*Task*
Please count the lines in the rows below that contain the string "tree", treating uppercase and lowercase as different, and reply with that number alone.

*Records for the task*

——————————

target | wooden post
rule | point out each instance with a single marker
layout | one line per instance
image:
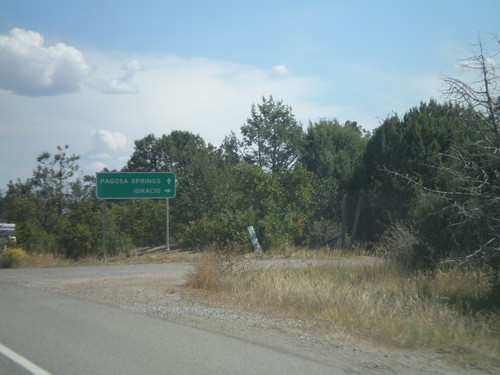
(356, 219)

——————————

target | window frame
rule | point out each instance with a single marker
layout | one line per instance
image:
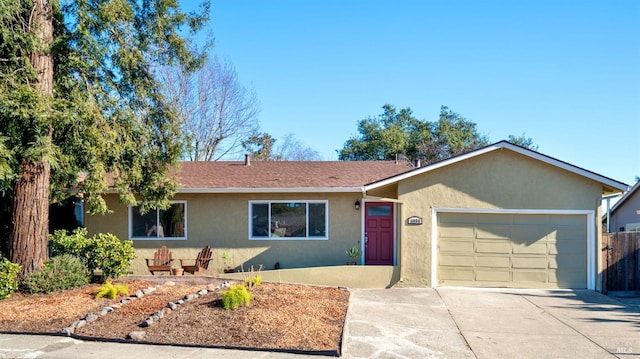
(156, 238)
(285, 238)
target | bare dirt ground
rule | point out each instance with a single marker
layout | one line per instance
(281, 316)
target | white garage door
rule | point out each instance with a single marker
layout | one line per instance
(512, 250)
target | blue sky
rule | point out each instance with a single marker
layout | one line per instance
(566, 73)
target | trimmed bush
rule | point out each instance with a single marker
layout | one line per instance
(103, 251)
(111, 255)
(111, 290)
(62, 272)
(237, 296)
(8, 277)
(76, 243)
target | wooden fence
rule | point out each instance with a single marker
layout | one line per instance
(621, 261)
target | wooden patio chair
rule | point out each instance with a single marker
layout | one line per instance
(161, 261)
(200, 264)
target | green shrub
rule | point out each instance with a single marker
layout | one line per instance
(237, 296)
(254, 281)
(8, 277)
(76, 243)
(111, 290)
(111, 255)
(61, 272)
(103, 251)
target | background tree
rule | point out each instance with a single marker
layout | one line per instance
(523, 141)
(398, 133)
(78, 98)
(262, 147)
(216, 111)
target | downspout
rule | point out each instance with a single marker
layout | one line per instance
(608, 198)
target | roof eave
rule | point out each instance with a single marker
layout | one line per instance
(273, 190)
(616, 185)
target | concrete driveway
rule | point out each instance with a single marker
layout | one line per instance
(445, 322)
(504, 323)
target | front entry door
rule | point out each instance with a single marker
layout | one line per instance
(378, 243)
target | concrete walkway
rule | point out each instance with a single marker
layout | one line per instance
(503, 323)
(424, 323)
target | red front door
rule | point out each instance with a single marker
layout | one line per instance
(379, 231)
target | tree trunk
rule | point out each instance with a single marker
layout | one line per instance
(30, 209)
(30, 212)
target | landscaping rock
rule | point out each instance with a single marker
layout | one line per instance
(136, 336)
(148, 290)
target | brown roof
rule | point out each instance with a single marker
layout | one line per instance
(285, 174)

——————————

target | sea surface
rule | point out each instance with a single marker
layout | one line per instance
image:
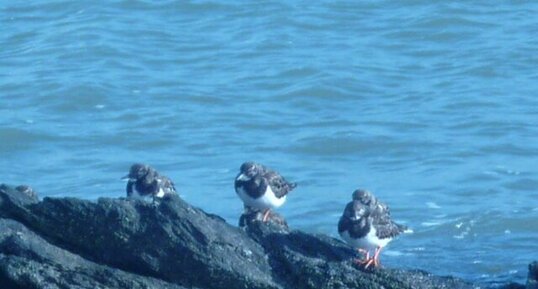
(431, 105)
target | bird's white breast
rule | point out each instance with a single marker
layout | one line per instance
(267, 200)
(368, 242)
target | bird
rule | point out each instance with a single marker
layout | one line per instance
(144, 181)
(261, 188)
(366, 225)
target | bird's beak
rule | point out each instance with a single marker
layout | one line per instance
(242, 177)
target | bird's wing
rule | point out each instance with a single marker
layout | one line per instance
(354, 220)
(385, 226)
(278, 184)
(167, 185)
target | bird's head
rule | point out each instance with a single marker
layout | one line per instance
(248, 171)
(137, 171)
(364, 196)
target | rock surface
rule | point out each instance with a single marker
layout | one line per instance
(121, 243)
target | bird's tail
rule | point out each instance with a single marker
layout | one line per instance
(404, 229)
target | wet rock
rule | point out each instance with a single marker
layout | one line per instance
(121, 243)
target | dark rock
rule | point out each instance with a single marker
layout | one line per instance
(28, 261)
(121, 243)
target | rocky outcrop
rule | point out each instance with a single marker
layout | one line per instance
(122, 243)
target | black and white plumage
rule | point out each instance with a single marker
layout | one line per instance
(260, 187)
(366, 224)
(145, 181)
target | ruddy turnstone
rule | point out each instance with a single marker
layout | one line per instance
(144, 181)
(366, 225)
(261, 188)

——————————

*Exercise output*
2